Start of Source data

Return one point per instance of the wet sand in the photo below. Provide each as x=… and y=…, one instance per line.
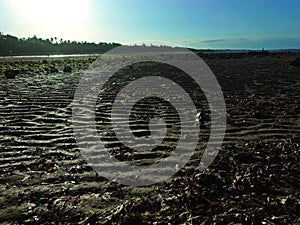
x=255, y=178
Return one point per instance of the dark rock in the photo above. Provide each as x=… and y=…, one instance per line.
x=296, y=62
x=11, y=74
x=53, y=70
x=67, y=69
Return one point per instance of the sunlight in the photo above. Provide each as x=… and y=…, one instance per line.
x=57, y=17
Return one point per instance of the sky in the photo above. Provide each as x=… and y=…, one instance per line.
x=215, y=24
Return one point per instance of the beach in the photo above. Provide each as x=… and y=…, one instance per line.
x=254, y=179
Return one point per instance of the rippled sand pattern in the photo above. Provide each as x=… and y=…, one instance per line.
x=43, y=173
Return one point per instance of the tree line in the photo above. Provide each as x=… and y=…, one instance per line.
x=11, y=46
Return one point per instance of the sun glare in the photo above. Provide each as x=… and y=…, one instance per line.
x=57, y=17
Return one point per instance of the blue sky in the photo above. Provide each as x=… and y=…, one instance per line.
x=225, y=24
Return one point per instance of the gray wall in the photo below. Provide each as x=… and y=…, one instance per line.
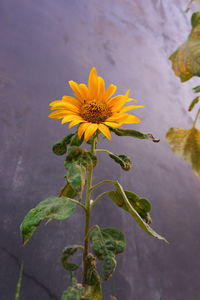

End of Source data

Retype the listing exactly and drop the pictures.

Return one point per instance of the wet sand in the photo below. Provide each as x=… and y=…, one instance per line.
x=255, y=178
Return one point per instance of the dark rock in the photo above. Provide each as x=… and y=…, one instance per line.
x=296, y=62
x=11, y=74
x=53, y=70
x=67, y=69
Return one point per instance of the sunlight in the photo above. Provide each as x=… and y=…, one instance per line.
x=57, y=17
Return one point per instance of the sky in the photo above. Provide each as x=… and y=…, one instance per line.
x=215, y=24
Return one point per instance of the beach in the photo above. Provide each as x=… and y=…, one instance per line.
x=254, y=179
Return one point per instance of the rippled sand pattern in the photo above. Provide each as x=… and y=…, one instance per line.
x=43, y=173
Return one point per instance of the tree line in the photo above. Provide each as x=… and y=…, one instance per line.
x=11, y=46
Return one point per instance of the sun glare in the photo above. Provide each as x=… and y=…, one instance per line.
x=57, y=17
Return one point per instance of the blue sky in the photo above. Provide each as x=… and y=…, one instance per line.
x=225, y=24
Return one point per instance of the gray wall in the photo below. Provide each as x=… and y=…, one instance per line.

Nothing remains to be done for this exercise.